Supplied entries:
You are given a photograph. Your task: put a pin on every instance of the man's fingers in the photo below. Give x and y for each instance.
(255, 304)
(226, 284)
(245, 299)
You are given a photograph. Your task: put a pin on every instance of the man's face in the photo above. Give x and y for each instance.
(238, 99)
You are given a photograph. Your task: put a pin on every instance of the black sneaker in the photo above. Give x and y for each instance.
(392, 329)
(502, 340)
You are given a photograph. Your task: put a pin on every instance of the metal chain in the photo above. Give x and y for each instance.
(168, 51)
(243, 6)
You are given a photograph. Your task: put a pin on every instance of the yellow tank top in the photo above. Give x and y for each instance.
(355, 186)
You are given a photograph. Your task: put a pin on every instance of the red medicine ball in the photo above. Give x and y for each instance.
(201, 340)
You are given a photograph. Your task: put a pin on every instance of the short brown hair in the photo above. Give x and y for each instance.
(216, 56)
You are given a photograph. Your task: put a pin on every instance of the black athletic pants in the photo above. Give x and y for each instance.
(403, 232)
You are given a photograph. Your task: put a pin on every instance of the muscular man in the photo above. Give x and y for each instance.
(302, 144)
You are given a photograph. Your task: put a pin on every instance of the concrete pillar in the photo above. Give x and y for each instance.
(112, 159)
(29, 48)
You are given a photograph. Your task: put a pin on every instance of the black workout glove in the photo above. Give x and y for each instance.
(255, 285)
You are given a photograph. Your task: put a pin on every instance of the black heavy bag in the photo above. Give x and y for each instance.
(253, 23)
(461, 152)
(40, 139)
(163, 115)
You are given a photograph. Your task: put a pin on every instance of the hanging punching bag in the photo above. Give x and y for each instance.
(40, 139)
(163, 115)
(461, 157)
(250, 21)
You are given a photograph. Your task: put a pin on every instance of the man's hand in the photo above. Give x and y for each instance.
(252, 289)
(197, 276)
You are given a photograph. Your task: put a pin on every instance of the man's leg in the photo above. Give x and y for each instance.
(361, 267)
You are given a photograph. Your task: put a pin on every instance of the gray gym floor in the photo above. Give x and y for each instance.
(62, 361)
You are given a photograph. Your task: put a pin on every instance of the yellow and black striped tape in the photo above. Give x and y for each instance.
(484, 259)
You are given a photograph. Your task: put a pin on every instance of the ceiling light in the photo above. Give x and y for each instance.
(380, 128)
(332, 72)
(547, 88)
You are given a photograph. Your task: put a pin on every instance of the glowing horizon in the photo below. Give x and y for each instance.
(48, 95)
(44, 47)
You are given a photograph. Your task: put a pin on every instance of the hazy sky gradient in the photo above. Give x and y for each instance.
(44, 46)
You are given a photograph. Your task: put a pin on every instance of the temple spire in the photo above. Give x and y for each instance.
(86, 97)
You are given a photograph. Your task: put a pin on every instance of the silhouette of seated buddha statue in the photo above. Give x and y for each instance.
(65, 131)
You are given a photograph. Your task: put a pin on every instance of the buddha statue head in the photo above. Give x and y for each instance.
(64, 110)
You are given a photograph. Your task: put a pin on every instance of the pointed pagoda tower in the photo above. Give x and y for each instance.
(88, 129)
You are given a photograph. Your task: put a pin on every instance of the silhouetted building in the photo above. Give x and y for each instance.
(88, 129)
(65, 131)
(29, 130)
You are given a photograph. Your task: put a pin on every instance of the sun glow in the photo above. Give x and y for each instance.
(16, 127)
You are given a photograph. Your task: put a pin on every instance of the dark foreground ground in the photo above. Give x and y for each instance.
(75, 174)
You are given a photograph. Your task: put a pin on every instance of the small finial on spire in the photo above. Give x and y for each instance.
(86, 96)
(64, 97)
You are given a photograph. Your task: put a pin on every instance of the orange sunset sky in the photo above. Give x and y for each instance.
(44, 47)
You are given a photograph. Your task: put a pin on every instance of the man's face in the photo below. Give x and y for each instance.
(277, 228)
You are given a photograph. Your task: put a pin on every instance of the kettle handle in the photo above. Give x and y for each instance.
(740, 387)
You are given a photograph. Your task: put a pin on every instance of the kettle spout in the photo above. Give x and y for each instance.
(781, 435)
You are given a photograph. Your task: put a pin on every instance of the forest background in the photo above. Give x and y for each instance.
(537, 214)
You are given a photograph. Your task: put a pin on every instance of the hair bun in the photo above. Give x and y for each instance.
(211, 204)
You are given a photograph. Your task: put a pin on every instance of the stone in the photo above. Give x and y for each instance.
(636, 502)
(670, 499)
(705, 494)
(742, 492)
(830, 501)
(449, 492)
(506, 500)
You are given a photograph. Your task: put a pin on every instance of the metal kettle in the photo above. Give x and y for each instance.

Exercise:
Rewrite every one of the entries above, changing "put a pin on" to "place a marker on" and leaving everything else as it is.

Problem solution:
You are given a photograph. Your task: place a marker on every instance of the man's fingers in the photo below. Give x and y for each instance.
(255, 304)
(226, 284)
(245, 299)
You are given a photograph. Your task: place a marker on every instance of the man's face in the photo above. Give x and y for each instance.
(238, 99)
You are given a photograph. Your task: place a marker on every instance of the black sneaker in the photo above. Give x and y for each instance.
(392, 329)
(502, 340)
You are given a photograph. Your task: place a marker on every instance of the metal chain in the photo above. Give x and y for each instance.
(168, 51)
(243, 6)
You are given a photograph. Your task: place a marker on every instance of the yellow tank top in the photo above. Give x and y for each instance.
(355, 186)
You are given a photograph. Your task: place a marker on every instance of the red medicine ball in the photo above. Give x and y for each instance.
(201, 340)
You are given a photograph. Your task: place a marker on every instance of the short brown hair in the photo above. Give x and y for each instance.
(216, 56)
You are given a photograph. Your task: place a marker on every instance of the black athletic pants in the photo above. Give x and y for each instance.
(403, 232)
You are given a photograph. Your task: place a marker on every instance of the muscular man in the photo above. Give x and y for each instance.
(302, 144)
You are given a photograph. Your task: place a marker on every instance of the concrete pillar in the photo above. Give x and y for each instance.
(112, 159)
(29, 48)
You are given a photograph. Your task: place a marker on every instance of the black workout glove in the photo above. Give x and y for each instance.
(255, 285)
You are given a photograph. Your task: place a marker on every instance of the black heavy bag in the photo above. Give x and y for each instance.
(253, 23)
(461, 152)
(40, 139)
(163, 115)
You are given a photograph. Your task: place a marker on every instance of the hanging punching bag in the photo above. Give x and y for each instance.
(40, 139)
(163, 115)
(461, 157)
(250, 21)
You are given a photograph. Your task: place a marker on every instance of the man's hand in the photo above. Give x and y for each instance.
(252, 289)
(197, 276)
You are given a photograph. Your task: place a marker on every instance of the man's leg in the photo above. Give x and y for each instance.
(361, 267)
You are given a photograph. Your task: place a marker on every instance of the gray gym floor in the photo above. Give x and y for each instance.
(62, 361)
You are given a photograph. Your task: place a marker on every instance of the yellow and black striped tape in the photo above. Give x and y for each instance.
(484, 259)
You are given a photograph. Your task: place a marker on every instance of the ceiling light in the photo above. Give x and y for each instance.
(380, 128)
(332, 72)
(547, 88)
You are given a photograph. Your task: place a marker on every instance of the glowing horizon in the photo below. Give x and y for each instance.
(48, 95)
(44, 47)
You are given a photograph. Your task: place a marker on every instance of the hazy sky gradient in the photo above. Give x and y for each instance.
(44, 46)
You are given a photograph. Your task: place a marker on every instance of the temple spire in the photo above. Give x and y for each instance.
(86, 97)
You are given a photograph. Your task: place a marker on every instance of the silhouette of seated buddha statue in the photo above. Give x and y for each instance.
(65, 131)
You are given a photograph. Your task: place a marker on every instance of the buddha statue head in the photo above. Give x and y for each instance.
(64, 110)
You are given a photograph. Your task: place a marker on every instance of the pointed pagoda tower in the photo above. Give x and y for each instance.
(88, 129)
You are given a photograph. Your task: place a marker on every instance of the silhouetted building in the photo above. Give x and y for each instance.
(88, 129)
(65, 131)
(29, 130)
You are given a photograph. Your task: place a marker on every instance of the sun glow in the photo above. Give x and y for each instance.
(16, 127)
You are given a photograph. Your task: place a marker on every instance of the dark foreground ground in the photo above. Give x and y for each instance.
(75, 174)
You are given a photograph. Your task: place a marker on every instance of the small finial on spire in the photo above. Give x and y for each instance.
(86, 96)
(64, 97)
You are given a photograph. Your task: place a marker on every instance of the orange sunset sky in the photo above. Give x and y for each instance.
(44, 47)
You are given a photograph. Your task: place a marker on every instance of the man's face in the photo below. Give x and y for each instance.
(277, 228)
You are given a photograph. Your task: place a marker on every instance of the kettle handle in the photo above. Give x and y for each instance.
(740, 387)
You are given a photograph. Your task: place a marker on every instance of the kettle spout in the photo above. Give x and y for each instance.
(781, 435)
You are given a photograph. Your task: place a marker on every instance of the forest background in the photo above. Give x and y for each instance.
(537, 214)
You are given a photograph. Your task: place a marker on every instance of the hair bun in the photo above. Give x and y for each instance.
(211, 204)
You are given a photograph. Your task: place a marker on every instance of the stone in the photo above. Give x and y for each instance.
(636, 502)
(670, 499)
(705, 494)
(742, 492)
(830, 501)
(449, 492)
(506, 500)
You are given a photograph. Your task: place a marker on every instance of the metal kettle in the photo above. Give x and y for each instance.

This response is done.